─── Input ───

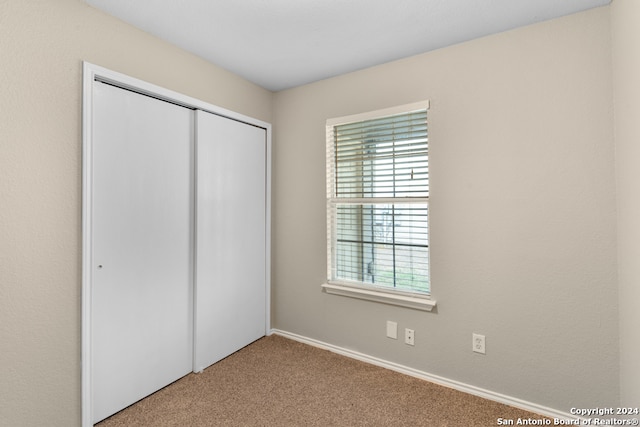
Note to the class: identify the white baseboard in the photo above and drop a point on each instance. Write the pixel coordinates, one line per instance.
(456, 385)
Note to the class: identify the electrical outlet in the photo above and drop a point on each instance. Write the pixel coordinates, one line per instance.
(408, 336)
(478, 344)
(392, 330)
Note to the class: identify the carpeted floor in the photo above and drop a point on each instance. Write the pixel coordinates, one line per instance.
(279, 382)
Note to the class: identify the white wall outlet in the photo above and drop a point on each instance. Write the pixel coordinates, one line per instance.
(392, 329)
(478, 344)
(409, 336)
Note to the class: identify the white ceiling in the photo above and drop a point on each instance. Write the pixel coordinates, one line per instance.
(279, 44)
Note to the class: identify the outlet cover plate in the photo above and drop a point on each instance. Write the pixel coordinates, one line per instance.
(479, 344)
(392, 330)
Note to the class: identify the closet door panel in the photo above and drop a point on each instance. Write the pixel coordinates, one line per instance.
(142, 295)
(230, 236)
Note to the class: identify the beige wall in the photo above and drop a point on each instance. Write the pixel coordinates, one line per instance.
(42, 46)
(522, 213)
(626, 69)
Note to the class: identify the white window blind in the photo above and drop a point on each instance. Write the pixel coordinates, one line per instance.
(377, 200)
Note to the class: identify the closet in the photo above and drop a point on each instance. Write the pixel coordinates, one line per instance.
(175, 255)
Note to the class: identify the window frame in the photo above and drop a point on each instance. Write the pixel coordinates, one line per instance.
(356, 289)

───

■ **Problem statement**
Copy out all of the data above word for word, but leave the pictures out.

■ **Task result**
Note to the class: identify the white baseboard in the photo above and drop a point on each instance. Write the pixel coordinates, one line per instance.
(456, 385)
Note to the class: identify the electrical outlet in the photo above and drop a point on each instance. Write the pixel coordinates, one line per instance.
(408, 336)
(478, 344)
(392, 330)
Note to the class: identify the carpeted floor in the photo above and drop a point on each instance. Write the pixel coordinates, one line per instance.
(279, 382)
Note to the class: identify the white wall outlet in the photo above and drop a point on each instance. Write the pixel coordinates, one line per instance.
(392, 329)
(478, 344)
(409, 336)
Note to the class: identify the white ceiling in the photo above and drop a point on each instance. Write the pixel coordinates, one line per instance.
(279, 44)
Note to the class: identify the outlet cover plate in the photo above and drop a point on each instance. Write the pixel coordinates, one line per instance.
(479, 344)
(392, 330)
Note to the class: identify the closet door panel in the photo above and drop a point on each instance. Write the pixel coordinates, one line per instance.
(142, 295)
(230, 236)
Note to the class: identify the beige wall in the photo above and drop a point on each instance. Write the pixel coordinates, one line per instance.
(42, 46)
(522, 213)
(626, 69)
Note to the class: identify the white window blind in the photo above and drop a point on each instance. Write the pixel coordinates, one line per instance.
(377, 200)
Note to the class: identify the closet in the photo above and drop a point on each instance. Write the pixel coordinates, one line per instance.
(175, 255)
Note to the class: identify the window frame in the photo above and drop a point on each instance. Write the pixel coordinates, one line per instance.
(356, 289)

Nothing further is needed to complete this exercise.